_Exercise description_
Pull out every line below holding the word "following".

Stored records
◆ ◆ ◆

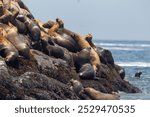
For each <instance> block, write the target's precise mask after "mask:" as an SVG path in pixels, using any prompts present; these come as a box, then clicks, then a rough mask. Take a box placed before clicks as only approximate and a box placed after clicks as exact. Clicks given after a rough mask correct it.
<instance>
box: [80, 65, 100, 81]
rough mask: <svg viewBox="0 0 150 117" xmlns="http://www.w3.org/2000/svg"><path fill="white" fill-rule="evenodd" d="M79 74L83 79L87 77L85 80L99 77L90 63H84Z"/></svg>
mask: <svg viewBox="0 0 150 117" xmlns="http://www.w3.org/2000/svg"><path fill="white" fill-rule="evenodd" d="M78 74H79V77H80V78H81V79H85V80H88V79H92V80H93V79H97V78H96V73H95V71H94V69H93V67H92V66H91V64H89V63H87V64H84V65H82V67H81V68H80V70H79V73H78Z"/></svg>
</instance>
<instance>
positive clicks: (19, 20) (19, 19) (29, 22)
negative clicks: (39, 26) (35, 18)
mask: <svg viewBox="0 0 150 117" xmlns="http://www.w3.org/2000/svg"><path fill="white" fill-rule="evenodd" d="M17 19H18V20H19V21H21V22H23V23H24V24H25V25H26V27H27V29H28V31H29V35H30V36H31V37H32V41H39V40H40V37H41V30H40V28H39V27H38V26H37V24H36V23H35V22H34V21H33V20H31V19H29V18H28V17H26V16H23V15H18V16H17Z"/></svg>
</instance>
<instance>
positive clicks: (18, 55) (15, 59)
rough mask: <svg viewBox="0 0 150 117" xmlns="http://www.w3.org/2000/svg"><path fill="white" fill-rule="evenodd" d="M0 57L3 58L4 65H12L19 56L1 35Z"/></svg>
mask: <svg viewBox="0 0 150 117" xmlns="http://www.w3.org/2000/svg"><path fill="white" fill-rule="evenodd" d="M0 31H1V28H0ZM0 55H1V56H2V57H5V61H6V63H13V62H14V61H17V58H18V56H19V53H18V51H17V49H16V48H15V47H14V46H13V45H12V44H11V43H10V42H9V41H8V40H7V39H6V38H5V37H3V35H1V34H0Z"/></svg>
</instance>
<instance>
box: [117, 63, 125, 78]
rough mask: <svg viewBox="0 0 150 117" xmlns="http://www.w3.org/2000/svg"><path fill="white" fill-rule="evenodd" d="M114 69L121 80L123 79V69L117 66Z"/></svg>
mask: <svg viewBox="0 0 150 117" xmlns="http://www.w3.org/2000/svg"><path fill="white" fill-rule="evenodd" d="M115 69H116V71H117V72H118V73H119V75H120V77H121V78H122V79H124V78H125V69H124V68H123V67H121V66H119V65H115Z"/></svg>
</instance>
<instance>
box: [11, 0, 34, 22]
mask: <svg viewBox="0 0 150 117" xmlns="http://www.w3.org/2000/svg"><path fill="white" fill-rule="evenodd" d="M9 11H10V12H11V13H16V12H19V14H20V15H24V16H27V17H28V18H30V19H34V17H33V15H32V14H31V13H30V12H29V11H27V10H26V9H24V8H21V7H20V6H19V4H18V2H16V1H14V0H11V2H10V6H9Z"/></svg>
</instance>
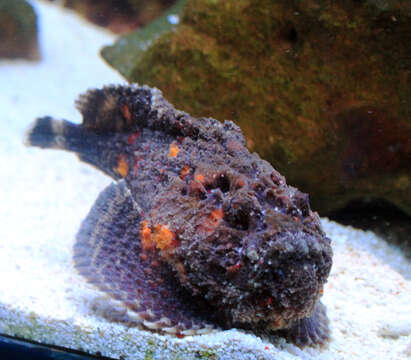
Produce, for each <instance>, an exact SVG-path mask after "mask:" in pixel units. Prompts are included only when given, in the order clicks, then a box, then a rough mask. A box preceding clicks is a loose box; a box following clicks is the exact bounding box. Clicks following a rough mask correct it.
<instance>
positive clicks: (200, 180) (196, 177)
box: [195, 174, 205, 183]
mask: <svg viewBox="0 0 411 360" xmlns="http://www.w3.org/2000/svg"><path fill="white" fill-rule="evenodd" d="M195 180H197V181H198V182H201V183H203V182H204V181H205V177H204V175H203V174H197V175H196V177H195Z"/></svg>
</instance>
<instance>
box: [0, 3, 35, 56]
mask: <svg viewBox="0 0 411 360" xmlns="http://www.w3.org/2000/svg"><path fill="white" fill-rule="evenodd" d="M39 57H40V54H39V47H38V40H37V17H36V14H35V12H34V10H33V8H32V6H31V5H29V4H28V3H27V2H26V1H24V0H13V1H10V0H0V58H9V59H13V58H24V59H29V60H38V59H39Z"/></svg>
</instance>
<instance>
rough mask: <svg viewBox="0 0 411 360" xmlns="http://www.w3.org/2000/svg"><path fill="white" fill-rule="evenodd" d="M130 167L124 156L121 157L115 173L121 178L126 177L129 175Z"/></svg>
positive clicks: (119, 157)
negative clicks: (119, 175)
mask: <svg viewBox="0 0 411 360" xmlns="http://www.w3.org/2000/svg"><path fill="white" fill-rule="evenodd" d="M128 170H129V166H128V163H127V161H126V157H125V156H124V155H120V156H119V157H118V160H117V166H116V167H115V168H114V171H115V172H116V173H117V174H119V175H120V176H121V177H126V176H127V174H128Z"/></svg>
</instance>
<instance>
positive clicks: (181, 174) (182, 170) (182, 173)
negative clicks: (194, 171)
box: [180, 165, 190, 180]
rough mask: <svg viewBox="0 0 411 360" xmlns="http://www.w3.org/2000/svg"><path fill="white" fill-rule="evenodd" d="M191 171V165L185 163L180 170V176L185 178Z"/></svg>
mask: <svg viewBox="0 0 411 360" xmlns="http://www.w3.org/2000/svg"><path fill="white" fill-rule="evenodd" d="M189 173H190V166H188V165H184V166H183V168H182V169H181V171H180V178H181V179H183V180H184V177H185V176H186V175H188V174H189Z"/></svg>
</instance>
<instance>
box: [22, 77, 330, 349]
mask: <svg viewBox="0 0 411 360" xmlns="http://www.w3.org/2000/svg"><path fill="white" fill-rule="evenodd" d="M76 104H77V108H78V109H79V111H80V112H81V113H82V115H83V123H82V125H75V124H72V123H70V122H68V121H57V120H54V119H52V118H50V117H44V118H41V119H38V120H37V122H36V123H35V124H34V125H33V127H32V128H31V129H30V131H29V134H28V137H27V142H28V144H30V145H34V146H39V147H43V148H58V149H65V150H69V151H73V152H75V153H76V154H77V155H78V156H79V157H80V159H81V160H83V161H85V162H87V163H89V164H92V165H94V166H96V167H97V168H98V169H100V170H102V171H104V172H105V173H106V174H108V175H109V176H111V177H113V178H114V179H115V180H117V181H118V183H117V184H115V185H111V186H109V187H108V188H107V189H106V190H105V191H103V192H102V194H101V195H100V196H99V198H98V199H97V201H96V204H95V205H94V207H93V209H92V210H91V211H90V214H89V215H88V217H87V218H86V219H85V220H84V222H83V224H82V226H81V229H80V231H79V233H78V236H77V241H76V245H75V247H74V260H75V264H76V267H77V269H78V270H79V272H80V273H81V274H82V275H84V276H85V277H86V278H87V280H88V281H90V282H91V283H93V284H95V285H96V286H97V287H99V288H100V289H101V290H103V291H104V292H105V293H107V294H108V295H109V296H110V297H111V299H112V301H113V304H114V305H113V306H114V308H115V309H116V311H115V312H114V313H116V314H117V315H116V316H115V320H119V321H124V322H127V323H129V324H137V325H141V326H143V327H145V328H147V329H150V330H154V331H161V332H165V333H170V334H177V335H181V336H182V335H187V334H199V333H203V332H206V331H210V330H211V329H212V328H213V327H215V326H220V327H222V328H230V327H234V326H235V327H240V328H244V329H248V330H251V331H254V332H255V333H258V334H268V335H270V336H272V335H281V336H284V337H286V338H287V339H288V340H290V341H292V342H294V343H296V344H297V345H299V346H304V345H307V344H318V343H320V344H321V343H324V342H325V341H326V340H327V339H328V320H327V317H326V313H325V308H324V307H323V305H322V304H321V303H320V302H319V299H320V297H321V294H322V291H323V285H324V283H325V282H326V281H327V277H328V274H329V272H330V269H331V263H332V250H331V246H330V239H328V238H327V237H326V235H325V234H324V232H323V231H322V229H321V224H320V220H319V217H318V215H317V214H316V213H314V212H312V211H311V209H310V205H309V201H308V195H307V194H303V193H301V192H300V191H298V190H297V189H295V188H293V187H291V186H288V185H287V184H286V181H285V178H284V177H283V176H282V175H281V174H279V173H278V172H277V171H276V170H275V169H273V168H272V166H271V165H270V164H269V163H268V162H266V161H264V160H262V159H260V158H259V157H258V155H256V154H250V153H249V152H248V150H247V149H246V147H245V141H244V138H243V136H242V134H241V131H240V129H239V128H238V127H237V126H236V125H235V124H233V123H232V122H231V121H225V122H224V123H223V124H222V123H220V122H218V121H217V120H215V119H211V118H199V119H196V118H193V117H192V116H190V115H189V114H187V113H185V112H183V111H179V110H176V109H175V108H174V107H173V106H172V105H171V104H169V103H168V102H167V101H166V100H165V99H164V98H163V97H162V95H161V92H160V91H159V90H157V89H152V88H149V87H147V86H142V87H139V86H137V85H131V86H107V87H104V88H103V89H101V90H98V89H95V90H89V91H88V92H87V93H86V94H84V95H82V96H81V97H80V98H79V100H78V101H77V103H76ZM119 309H120V310H119ZM112 314H113V313H110V312H108V313H107V316H109V317H110V318H112V319H114V316H112Z"/></svg>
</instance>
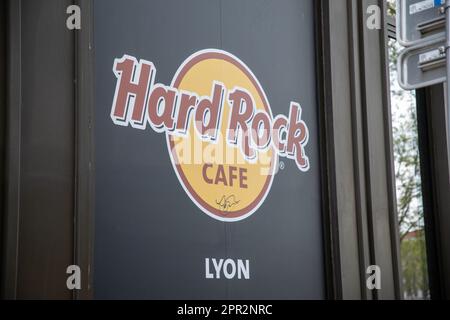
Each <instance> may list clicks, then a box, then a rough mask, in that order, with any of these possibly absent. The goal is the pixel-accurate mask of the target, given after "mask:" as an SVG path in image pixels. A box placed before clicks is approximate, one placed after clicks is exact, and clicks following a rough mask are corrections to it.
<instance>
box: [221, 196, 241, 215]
mask: <svg viewBox="0 0 450 320" xmlns="http://www.w3.org/2000/svg"><path fill="white" fill-rule="evenodd" d="M239 202H240V201H239V200H237V199H236V196H235V195H234V194H233V195H231V196H229V197H227V196H223V197H222V198H221V199H220V201H218V200H216V203H217V205H218V206H219V208H220V209H222V210H223V211H224V212H227V211H228V210H230V209H231V208H233V207H234V206H236V205H238V204H239Z"/></svg>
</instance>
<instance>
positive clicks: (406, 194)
mask: <svg viewBox="0 0 450 320" xmlns="http://www.w3.org/2000/svg"><path fill="white" fill-rule="evenodd" d="M391 10H393V12H394V14H395V8H393V7H392V9H391ZM400 49H401V48H400V47H399V45H398V43H397V42H396V41H393V40H392V41H389V43H388V50H389V67H390V76H391V102H392V119H393V121H392V122H393V126H392V133H393V144H394V146H393V147H394V161H395V179H396V189H397V212H398V221H399V228H400V243H401V248H400V249H401V262H402V273H403V289H404V296H405V297H406V298H410V299H418V298H429V290H428V274H427V265H426V261H427V258H426V250H425V248H426V246H425V237H424V233H423V231H421V230H423V229H424V217H423V203H422V187H421V175H420V158H419V146H418V140H419V137H418V127H417V109H416V99H415V93H414V92H408V91H404V90H402V89H401V88H400V87H399V85H398V83H397V60H398V55H399V51H400Z"/></svg>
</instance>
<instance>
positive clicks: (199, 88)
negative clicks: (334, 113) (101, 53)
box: [111, 49, 310, 222]
mask: <svg viewBox="0 0 450 320" xmlns="http://www.w3.org/2000/svg"><path fill="white" fill-rule="evenodd" d="M113 71H114V73H115V75H116V77H117V78H118V81H117V86H116V92H115V97H114V101H113V106H112V110H111V118H112V120H113V122H114V123H115V124H117V125H121V126H128V125H131V126H132V127H134V128H137V129H146V128H147V125H150V127H151V128H152V129H153V130H154V131H157V132H161V133H162V132H165V133H166V139H167V146H168V149H169V154H170V157H171V161H172V164H173V167H174V170H175V172H176V174H177V177H178V179H179V181H180V183H181V185H182V186H183V188H184V190H185V191H186V193H187V195H188V196H189V197H190V198H191V200H192V201H193V202H194V203H195V204H196V205H197V206H198V207H199V208H200V209H201V210H202V211H203V212H204V213H206V214H208V215H209V216H211V217H213V218H215V219H217V220H220V221H226V222H233V221H240V220H242V219H245V218H247V217H249V216H250V215H252V214H253V213H254V212H255V211H257V210H258V208H259V207H260V206H261V205H262V203H263V202H264V200H265V198H266V196H267V195H268V193H269V191H270V188H271V186H272V182H273V179H274V174H275V171H276V169H277V166H278V158H279V156H282V157H286V158H290V159H293V160H295V162H296V163H297V166H298V168H299V169H300V170H301V171H304V172H306V171H308V170H309V166H310V164H309V159H308V157H307V156H306V153H305V146H306V144H307V143H308V137H309V132H308V128H307V126H306V124H305V123H304V122H303V121H302V119H301V115H302V109H301V107H300V105H299V104H297V103H295V102H292V103H291V106H290V114H289V117H286V116H283V115H279V116H277V117H275V118H274V117H273V115H272V111H271V108H270V104H269V101H268V99H267V97H266V94H265V93H264V90H263V88H262V87H261V85H260V83H259V81H258V80H257V78H256V77H255V76H254V74H253V73H252V72H251V70H250V69H249V68H248V67H247V66H246V65H245V64H244V63H243V62H242V61H241V60H239V59H238V58H237V57H235V56H233V55H232V54H230V53H228V52H225V51H222V50H216V49H208V50H202V51H199V52H197V53H195V54H193V55H192V56H190V57H189V58H188V59H186V61H185V62H184V63H183V64H182V65H181V66H180V68H179V69H178V71H177V72H176V74H175V76H174V78H173V80H172V83H171V85H170V86H165V85H163V84H159V83H155V77H156V68H155V67H154V65H153V64H152V63H151V62H148V61H145V60H140V61H139V62H138V61H137V59H136V58H134V57H132V56H128V55H124V56H123V57H122V58H121V59H116V61H115V63H114V67H113Z"/></svg>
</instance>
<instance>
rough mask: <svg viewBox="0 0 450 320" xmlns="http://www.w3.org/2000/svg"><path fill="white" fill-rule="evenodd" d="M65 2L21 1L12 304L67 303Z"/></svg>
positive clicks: (65, 2) (72, 110)
mask: <svg viewBox="0 0 450 320" xmlns="http://www.w3.org/2000/svg"><path fill="white" fill-rule="evenodd" d="M70 3H71V1H68V0H67V1H61V0H51V1H33V0H28V1H22V52H23V55H22V63H21V68H22V69H21V75H22V114H21V124H20V125H21V140H20V142H19V141H17V142H18V143H21V144H20V145H21V173H20V183H21V188H20V222H19V230H20V235H19V246H18V248H19V253H18V278H17V279H18V283H17V297H18V298H70V297H71V296H72V293H71V292H70V291H68V290H67V288H66V273H65V271H66V268H67V266H68V265H70V264H72V262H73V194H74V189H73V185H74V92H73V87H74V86H73V61H74V60H73V52H74V45H73V39H74V38H73V34H72V33H71V32H70V31H69V30H67V28H65V20H66V15H65V11H66V8H67V6H68V5H69V4H70Z"/></svg>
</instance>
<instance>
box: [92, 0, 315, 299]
mask: <svg viewBox="0 0 450 320" xmlns="http://www.w3.org/2000/svg"><path fill="white" fill-rule="evenodd" d="M313 17H314V12H313V1H306V0H305V1H293V0H292V1H291V0H284V1H277V2H274V1H245V2H242V1H204V0H197V1H189V2H187V1H152V2H151V3H150V2H148V1H138V0H134V1H119V0H116V1H110V0H108V1H106V0H105V1H96V2H95V3H94V21H95V22H94V32H95V34H94V36H95V39H94V47H95V77H96V81H95V84H96V91H95V95H96V97H95V101H96V105H95V112H96V115H95V121H96V128H95V142H96V209H95V228H96V229H95V230H96V233H95V261H94V270H95V274H94V286H95V296H96V297H97V298H192V299H197V298H209V299H214V298H323V297H324V270H323V261H322V258H323V251H322V248H323V247H322V234H321V230H322V227H321V219H320V217H321V199H320V195H321V189H320V183H319V182H320V167H319V165H320V163H319V148H318V146H319V141H318V134H317V133H318V128H317V123H318V119H317V112H318V109H317V101H316V88H315V81H316V79H315V68H314V65H315V49H314V32H313V30H314V24H313ZM205 48H218V49H223V50H226V51H229V52H231V53H233V54H235V55H236V56H238V57H239V58H240V59H241V60H243V61H244V62H245V63H246V64H247V65H248V66H249V67H250V69H252V71H253V72H254V73H255V74H256V77H257V78H258V79H259V81H260V82H261V84H262V86H263V88H264V90H265V91H266V94H267V96H268V99H269V101H270V103H271V107H272V111H273V113H274V114H285V115H286V114H288V107H289V103H290V101H298V102H300V103H301V104H302V106H303V119H305V121H306V122H307V123H308V126H309V130H310V140H309V143H308V153H309V154H308V155H309V158H310V162H311V165H312V168H311V170H310V171H309V172H308V173H306V174H302V173H300V172H299V170H298V169H297V168H295V164H294V163H293V162H292V161H290V160H285V161H284V163H285V164H286V168H285V170H284V171H283V172H280V173H279V174H278V175H277V176H276V178H275V182H274V185H273V186H272V189H271V191H270V194H269V196H268V198H267V200H266V201H265V203H264V204H263V206H262V207H261V208H260V209H259V210H258V212H257V213H255V214H254V215H253V216H252V217H250V218H248V219H246V220H244V221H241V222H238V223H232V224H224V223H222V222H218V221H216V220H213V219H211V218H210V217H208V216H206V215H205V214H203V213H202V212H201V211H200V210H199V209H198V208H197V207H196V206H195V205H194V204H193V203H192V201H191V200H190V199H189V198H188V197H187V195H186V194H185V192H184V191H183V189H182V187H181V185H180V184H179V182H178V180H177V178H176V175H175V173H174V171H173V168H172V165H171V163H170V158H169V155H168V153H167V147H166V142H165V138H164V137H163V136H161V135H160V134H156V133H155V132H153V131H151V130H146V131H139V130H135V129H132V128H130V127H127V128H124V127H117V126H115V125H114V124H113V123H112V121H111V118H110V116H109V114H110V110H111V103H112V98H113V94H114V88H115V84H116V79H115V77H114V75H113V73H112V65H113V62H114V59H115V58H117V57H122V56H123V54H125V53H126V54H130V55H133V56H136V57H138V58H142V59H146V60H149V61H152V62H153V63H154V64H155V65H156V66H157V69H158V73H157V76H156V77H157V78H156V79H157V81H158V82H161V83H165V84H168V83H170V81H171V79H172V77H173V75H174V73H175V71H176V70H177V69H178V67H179V65H180V64H181V63H182V62H183V61H184V60H185V59H186V58H187V57H188V56H189V55H190V54H192V53H194V52H196V51H198V50H201V49H205ZM283 160H284V159H283ZM208 257H211V258H214V257H219V258H227V257H231V258H242V259H250V260H251V272H252V278H251V280H248V281H238V280H232V281H228V282H227V281H223V280H222V281H215V280H212V281H209V280H205V274H204V259H205V258H208Z"/></svg>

◆ ◆ ◆

_Result for this exercise_
Produce, for each <instance>, an exact SVG-path mask after "mask:" in pixel units. Prompts are included only when given, in the order clicks, then a box, then a rough mask. A box preceding clicks is a loose box; a box following clicks is the exact bounding box. Clicks following a rough mask correct it.
Each <instance> may list clicks, then a box, then a rough mask, in that order, with any of these possibly absent. The goal is the pixel-accurate mask of the target, given after "mask:" as an SVG path in image pixels. A box placed before clicks is approximate, one placed after clicks is exact, and clicks following a rough mask are corrections to it.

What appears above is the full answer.